▶ DATA PROVIDED
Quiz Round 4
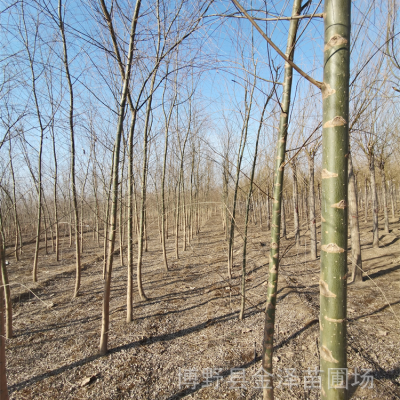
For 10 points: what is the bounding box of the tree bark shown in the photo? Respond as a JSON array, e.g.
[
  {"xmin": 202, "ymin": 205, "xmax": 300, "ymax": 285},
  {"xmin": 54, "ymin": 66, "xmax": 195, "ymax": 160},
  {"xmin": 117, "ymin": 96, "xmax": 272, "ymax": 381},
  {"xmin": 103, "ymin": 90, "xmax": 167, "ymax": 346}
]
[
  {"xmin": 100, "ymin": 0, "xmax": 141, "ymax": 355},
  {"xmin": 262, "ymin": 0, "xmax": 301, "ymax": 400},
  {"xmin": 0, "ymin": 234, "xmax": 9, "ymax": 400},
  {"xmin": 369, "ymin": 149, "xmax": 379, "ymax": 248},
  {"xmin": 308, "ymin": 151, "xmax": 317, "ymax": 260},
  {"xmin": 349, "ymin": 155, "xmax": 363, "ymax": 282},
  {"xmin": 320, "ymin": 0, "xmax": 351, "ymax": 400}
]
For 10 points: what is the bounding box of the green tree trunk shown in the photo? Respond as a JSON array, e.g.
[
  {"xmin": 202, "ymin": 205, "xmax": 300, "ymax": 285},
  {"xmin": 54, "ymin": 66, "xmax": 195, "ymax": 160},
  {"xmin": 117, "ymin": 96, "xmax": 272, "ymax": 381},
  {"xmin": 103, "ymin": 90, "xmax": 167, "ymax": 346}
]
[
  {"xmin": 320, "ymin": 0, "xmax": 351, "ymax": 400},
  {"xmin": 262, "ymin": 0, "xmax": 301, "ymax": 400}
]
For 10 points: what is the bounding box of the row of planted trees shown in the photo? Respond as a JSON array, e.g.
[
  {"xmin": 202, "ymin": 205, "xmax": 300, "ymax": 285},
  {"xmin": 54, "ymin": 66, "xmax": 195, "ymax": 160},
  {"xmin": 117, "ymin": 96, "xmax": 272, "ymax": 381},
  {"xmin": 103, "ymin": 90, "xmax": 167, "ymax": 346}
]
[{"xmin": 0, "ymin": 0, "xmax": 398, "ymax": 398}]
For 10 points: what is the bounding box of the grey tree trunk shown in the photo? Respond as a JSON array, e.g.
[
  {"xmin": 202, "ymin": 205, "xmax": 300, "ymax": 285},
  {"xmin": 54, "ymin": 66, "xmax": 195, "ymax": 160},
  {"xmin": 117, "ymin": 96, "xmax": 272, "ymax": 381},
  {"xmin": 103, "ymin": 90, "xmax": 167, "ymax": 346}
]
[
  {"xmin": 58, "ymin": 0, "xmax": 81, "ymax": 297},
  {"xmin": 364, "ymin": 178, "xmax": 368, "ymax": 223},
  {"xmin": 290, "ymin": 161, "xmax": 300, "ymax": 246},
  {"xmin": 349, "ymin": 154, "xmax": 363, "ymax": 282},
  {"xmin": 379, "ymin": 161, "xmax": 389, "ymax": 233},
  {"xmin": 100, "ymin": 0, "xmax": 141, "ymax": 355},
  {"xmin": 262, "ymin": 0, "xmax": 301, "ymax": 400},
  {"xmin": 0, "ymin": 233, "xmax": 9, "ymax": 400},
  {"xmin": 368, "ymin": 149, "xmax": 379, "ymax": 248},
  {"xmin": 239, "ymin": 96, "xmax": 271, "ymax": 320},
  {"xmin": 308, "ymin": 151, "xmax": 317, "ymax": 260}
]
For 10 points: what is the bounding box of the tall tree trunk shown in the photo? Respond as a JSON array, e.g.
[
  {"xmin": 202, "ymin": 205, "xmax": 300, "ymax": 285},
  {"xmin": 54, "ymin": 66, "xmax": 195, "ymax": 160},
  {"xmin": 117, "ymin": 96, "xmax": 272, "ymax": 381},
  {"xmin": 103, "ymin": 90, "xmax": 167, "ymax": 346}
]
[
  {"xmin": 0, "ymin": 216, "xmax": 13, "ymax": 339},
  {"xmin": 349, "ymin": 154, "xmax": 363, "ymax": 282},
  {"xmin": 228, "ymin": 84, "xmax": 255, "ymax": 279},
  {"xmin": 0, "ymin": 233, "xmax": 8, "ymax": 400},
  {"xmin": 308, "ymin": 150, "xmax": 317, "ymax": 260},
  {"xmin": 262, "ymin": 0, "xmax": 301, "ymax": 400},
  {"xmin": 100, "ymin": 0, "xmax": 141, "ymax": 355},
  {"xmin": 8, "ymin": 134, "xmax": 22, "ymax": 261},
  {"xmin": 136, "ymin": 70, "xmax": 157, "ymax": 300},
  {"xmin": 364, "ymin": 178, "xmax": 368, "ymax": 223},
  {"xmin": 369, "ymin": 149, "xmax": 379, "ymax": 247},
  {"xmin": 290, "ymin": 160, "xmax": 300, "ymax": 247},
  {"xmin": 379, "ymin": 161, "xmax": 389, "ymax": 233},
  {"xmin": 58, "ymin": 0, "xmax": 81, "ymax": 297},
  {"xmin": 320, "ymin": 0, "xmax": 351, "ymax": 400},
  {"xmin": 239, "ymin": 100, "xmax": 271, "ymax": 320}
]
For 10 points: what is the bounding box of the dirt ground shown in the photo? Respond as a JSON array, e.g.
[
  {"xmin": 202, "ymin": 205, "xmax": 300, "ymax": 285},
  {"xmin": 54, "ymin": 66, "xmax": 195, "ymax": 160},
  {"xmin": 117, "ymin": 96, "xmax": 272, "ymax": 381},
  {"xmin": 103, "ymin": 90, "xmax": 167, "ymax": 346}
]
[{"xmin": 3, "ymin": 213, "xmax": 400, "ymax": 400}]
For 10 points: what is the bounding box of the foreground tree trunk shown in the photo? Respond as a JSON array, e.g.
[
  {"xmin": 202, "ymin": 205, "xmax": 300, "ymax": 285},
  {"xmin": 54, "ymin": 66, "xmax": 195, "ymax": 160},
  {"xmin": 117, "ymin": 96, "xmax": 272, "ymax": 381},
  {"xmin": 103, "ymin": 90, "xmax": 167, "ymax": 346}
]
[{"xmin": 320, "ymin": 0, "xmax": 351, "ymax": 400}]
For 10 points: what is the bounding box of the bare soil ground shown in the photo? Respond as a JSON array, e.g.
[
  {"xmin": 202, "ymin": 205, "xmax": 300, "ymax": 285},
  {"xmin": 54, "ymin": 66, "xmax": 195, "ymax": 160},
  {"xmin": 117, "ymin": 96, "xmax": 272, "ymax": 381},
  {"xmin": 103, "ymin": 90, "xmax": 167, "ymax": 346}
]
[{"xmin": 7, "ymin": 214, "xmax": 400, "ymax": 400}]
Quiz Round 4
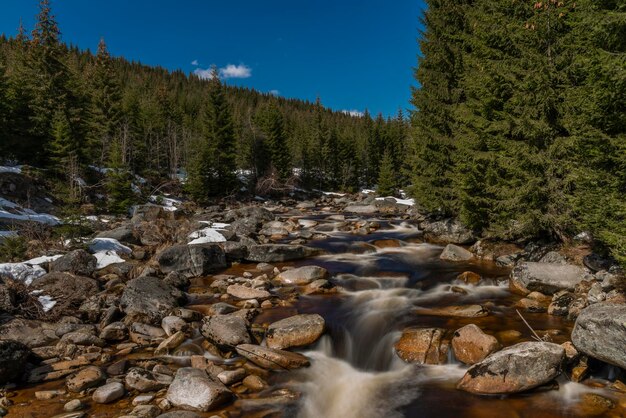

▶ WORK TO COMPLETE
Reproduce all of the data above, changing every occurrence of "10 points" to "5 points" and leaving everything else unchanged. Omit the pictures from your answer.

▶ ANSWER TO THE TASK
Quiz Round 4
For 5 points: what is the bounding box of the tree bark shown in the photo? Respond as a JSON array, e.g.
[
  {"xmin": 202, "ymin": 205, "xmax": 300, "ymax": 285},
  {"xmin": 54, "ymin": 66, "xmax": 195, "ymax": 160},
  {"xmin": 117, "ymin": 96, "xmax": 272, "ymax": 381},
  {"xmin": 103, "ymin": 90, "xmax": 167, "ymax": 346}
]
[
  {"xmin": 100, "ymin": 0, "xmax": 141, "ymax": 355},
  {"xmin": 262, "ymin": 0, "xmax": 301, "ymax": 400},
  {"xmin": 0, "ymin": 234, "xmax": 9, "ymax": 400},
  {"xmin": 369, "ymin": 149, "xmax": 379, "ymax": 248},
  {"xmin": 308, "ymin": 151, "xmax": 317, "ymax": 260},
  {"xmin": 349, "ymin": 155, "xmax": 363, "ymax": 282},
  {"xmin": 320, "ymin": 0, "xmax": 351, "ymax": 400}
]
For 5 points: what is the bounding box of the green tree trunk shown in the photo? Respond as a JSON array, e.g.
[
  {"xmin": 202, "ymin": 205, "xmax": 300, "ymax": 285},
  {"xmin": 54, "ymin": 66, "xmax": 195, "ymax": 160},
  {"xmin": 117, "ymin": 96, "xmax": 272, "ymax": 381},
  {"xmin": 103, "ymin": 90, "xmax": 167, "ymax": 346}
]
[
  {"xmin": 320, "ymin": 0, "xmax": 351, "ymax": 400},
  {"xmin": 262, "ymin": 0, "xmax": 301, "ymax": 400}
]
For 5 points: what is the bounding box of the row of planted trees shown in the photo? Respond as a JSON array, e.g.
[
  {"xmin": 202, "ymin": 205, "xmax": 300, "ymax": 285},
  {"xmin": 54, "ymin": 66, "xmax": 195, "ymax": 160},
  {"xmin": 117, "ymin": 96, "xmax": 272, "ymax": 381},
  {"xmin": 103, "ymin": 90, "xmax": 167, "ymax": 346}
]
[{"xmin": 0, "ymin": 0, "xmax": 398, "ymax": 398}]
For 5 points: what is the bounding box of the grey tree trunk shown in the photo? Respond as a JSON array, e.g.
[
  {"xmin": 202, "ymin": 205, "xmax": 300, "ymax": 285},
  {"xmin": 54, "ymin": 66, "xmax": 195, "ymax": 160},
  {"xmin": 117, "ymin": 96, "xmax": 272, "ymax": 381},
  {"xmin": 103, "ymin": 90, "xmax": 167, "ymax": 346}
]
[
  {"xmin": 58, "ymin": 0, "xmax": 81, "ymax": 297},
  {"xmin": 364, "ymin": 178, "xmax": 368, "ymax": 223},
  {"xmin": 290, "ymin": 161, "xmax": 300, "ymax": 246},
  {"xmin": 349, "ymin": 154, "xmax": 363, "ymax": 282},
  {"xmin": 379, "ymin": 161, "xmax": 389, "ymax": 233},
  {"xmin": 100, "ymin": 0, "xmax": 141, "ymax": 355},
  {"xmin": 262, "ymin": 0, "xmax": 301, "ymax": 400},
  {"xmin": 0, "ymin": 233, "xmax": 9, "ymax": 400},
  {"xmin": 368, "ymin": 149, "xmax": 379, "ymax": 248},
  {"xmin": 239, "ymin": 96, "xmax": 271, "ymax": 320},
  {"xmin": 308, "ymin": 151, "xmax": 317, "ymax": 260}
]
For 5 points: what is the bounding box of the tall tree trunk shown in the photo? Respond as a JSON array, e.g.
[
  {"xmin": 202, "ymin": 205, "xmax": 300, "ymax": 285},
  {"xmin": 54, "ymin": 66, "xmax": 195, "ymax": 160},
  {"xmin": 117, "ymin": 96, "xmax": 272, "ymax": 381},
  {"xmin": 103, "ymin": 90, "xmax": 167, "ymax": 346}
]
[
  {"xmin": 0, "ymin": 216, "xmax": 13, "ymax": 339},
  {"xmin": 349, "ymin": 154, "xmax": 363, "ymax": 282},
  {"xmin": 228, "ymin": 84, "xmax": 255, "ymax": 279},
  {"xmin": 0, "ymin": 233, "xmax": 8, "ymax": 400},
  {"xmin": 308, "ymin": 150, "xmax": 317, "ymax": 260},
  {"xmin": 262, "ymin": 0, "xmax": 301, "ymax": 400},
  {"xmin": 100, "ymin": 0, "xmax": 141, "ymax": 355},
  {"xmin": 8, "ymin": 134, "xmax": 22, "ymax": 261},
  {"xmin": 136, "ymin": 70, "xmax": 157, "ymax": 300},
  {"xmin": 364, "ymin": 178, "xmax": 368, "ymax": 223},
  {"xmin": 369, "ymin": 149, "xmax": 379, "ymax": 247},
  {"xmin": 290, "ymin": 160, "xmax": 300, "ymax": 247},
  {"xmin": 379, "ymin": 161, "xmax": 389, "ymax": 233},
  {"xmin": 58, "ymin": 0, "xmax": 81, "ymax": 297},
  {"xmin": 320, "ymin": 0, "xmax": 351, "ymax": 400},
  {"xmin": 239, "ymin": 100, "xmax": 271, "ymax": 320}
]
For 5 points: what is the bounding box of the dirt ground shown in the photo? Respond as a JSON array, e.g.
[
  {"xmin": 202, "ymin": 205, "xmax": 300, "ymax": 285},
  {"xmin": 54, "ymin": 66, "xmax": 195, "ymax": 160},
  {"xmin": 117, "ymin": 96, "xmax": 272, "ymax": 381},
  {"xmin": 103, "ymin": 90, "xmax": 167, "ymax": 346}
]
[{"xmin": 3, "ymin": 213, "xmax": 400, "ymax": 400}]
For 5 points: what is the bounding box of the foreground tree trunk shown in the photo? Respond as a JSON array, e.g.
[
  {"xmin": 202, "ymin": 205, "xmax": 300, "ymax": 285},
  {"xmin": 54, "ymin": 66, "xmax": 195, "ymax": 160},
  {"xmin": 117, "ymin": 96, "xmax": 272, "ymax": 381},
  {"xmin": 103, "ymin": 90, "xmax": 167, "ymax": 346}
]
[{"xmin": 320, "ymin": 0, "xmax": 351, "ymax": 400}]
For 5 points: what is the bounding box of the bare soil ground shown in the photo? Respond as a JSON array, e.g.
[
  {"xmin": 202, "ymin": 205, "xmax": 300, "ymax": 285},
  {"xmin": 54, "ymin": 66, "xmax": 195, "ymax": 160},
  {"xmin": 117, "ymin": 96, "xmax": 272, "ymax": 381},
  {"xmin": 103, "ymin": 90, "xmax": 167, "ymax": 346}
]
[{"xmin": 7, "ymin": 214, "xmax": 400, "ymax": 400}]
Quiz Round 4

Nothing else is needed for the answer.